+++ Task material

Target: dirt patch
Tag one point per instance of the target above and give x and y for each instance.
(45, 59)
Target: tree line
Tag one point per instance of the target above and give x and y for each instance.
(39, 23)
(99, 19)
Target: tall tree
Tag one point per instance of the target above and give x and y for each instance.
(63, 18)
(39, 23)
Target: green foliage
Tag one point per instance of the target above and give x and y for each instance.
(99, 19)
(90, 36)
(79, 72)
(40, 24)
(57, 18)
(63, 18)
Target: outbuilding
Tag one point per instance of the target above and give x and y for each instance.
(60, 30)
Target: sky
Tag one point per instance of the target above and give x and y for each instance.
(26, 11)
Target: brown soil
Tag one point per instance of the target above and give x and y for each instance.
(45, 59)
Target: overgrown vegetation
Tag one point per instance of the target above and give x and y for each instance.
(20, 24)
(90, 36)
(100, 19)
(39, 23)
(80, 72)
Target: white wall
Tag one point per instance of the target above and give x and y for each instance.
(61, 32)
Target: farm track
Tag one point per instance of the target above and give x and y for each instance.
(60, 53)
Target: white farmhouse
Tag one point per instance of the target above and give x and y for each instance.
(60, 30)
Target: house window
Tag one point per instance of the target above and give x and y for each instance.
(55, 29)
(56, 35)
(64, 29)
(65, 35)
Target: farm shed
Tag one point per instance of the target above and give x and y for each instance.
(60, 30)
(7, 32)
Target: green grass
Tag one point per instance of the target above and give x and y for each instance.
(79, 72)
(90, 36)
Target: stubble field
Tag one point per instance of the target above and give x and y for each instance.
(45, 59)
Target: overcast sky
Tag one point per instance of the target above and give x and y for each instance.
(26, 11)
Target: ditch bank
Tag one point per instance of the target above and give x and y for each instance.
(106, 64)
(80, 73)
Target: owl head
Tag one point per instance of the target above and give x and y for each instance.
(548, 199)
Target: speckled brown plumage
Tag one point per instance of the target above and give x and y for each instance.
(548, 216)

++++++

- [Task details]:
The records above are to be returned exactly as they appear.

- [Expected answer]:
Target: dirt patch
Tag one point per instance of the target above and give x and y for each instance.
(45, 59)
Target: tree line
Tag one point per instance of the target above and give x and y for each instance.
(39, 23)
(99, 19)
Target: tall tree
Tag one point per instance of the target above and give x and y for each instance.
(63, 18)
(39, 23)
Target: green foliage
Tag one point per instance of the target above and give x and y for each instance.
(99, 19)
(90, 36)
(79, 72)
(40, 24)
(57, 18)
(63, 18)
Target: outbuilding
Tag one point per instance of the target above and give x and y for each instance.
(60, 30)
Target: sky
Tag one point per instance of the target above and give x and y for each instance.
(26, 11)
Target: brown soil
Tag one point per instance of the target above and give x and y for each instance.
(45, 59)
Target: overgrown vegetation
Tag one point per instance of the target above and give x and y for each instance.
(20, 24)
(90, 36)
(100, 19)
(39, 23)
(80, 72)
Target: white wall
Tag one point per instance of the target above and give x and y for each instance.
(61, 32)
Target: farm track
Tag one point per instance of the target above and give x and y for each instance.
(60, 53)
Target: white farmhouse
Tag one point per instance of the target above and give x and y for each instance.
(60, 30)
Target: house window
Tag one point per instance of the target above and give x and y for each instance.
(55, 29)
(56, 35)
(64, 29)
(65, 35)
Target: farm shed
Tag one point per instance of the target above and give x and y for each instance.
(60, 30)
(7, 32)
Target: green grass
Tag one point per instance of the target above and give x and y for each instance.
(79, 72)
(90, 36)
Target: stubble field
Tag one point per instance of the target above and give x and y for each instance.
(45, 59)
Target: overcast sky
Tag one point per instance of the target above and give x and y for each instance.
(26, 11)
Target: ditch bank
Tag one point per instance of the target above and give x and y for each instance.
(106, 64)
(80, 73)
Target: owl head
Tag one point per instance of the target above and give x and y for each instance.
(548, 199)
Target: speckled brown plumage
Tag one point per instance of the target above and give x and y for each instance.
(548, 216)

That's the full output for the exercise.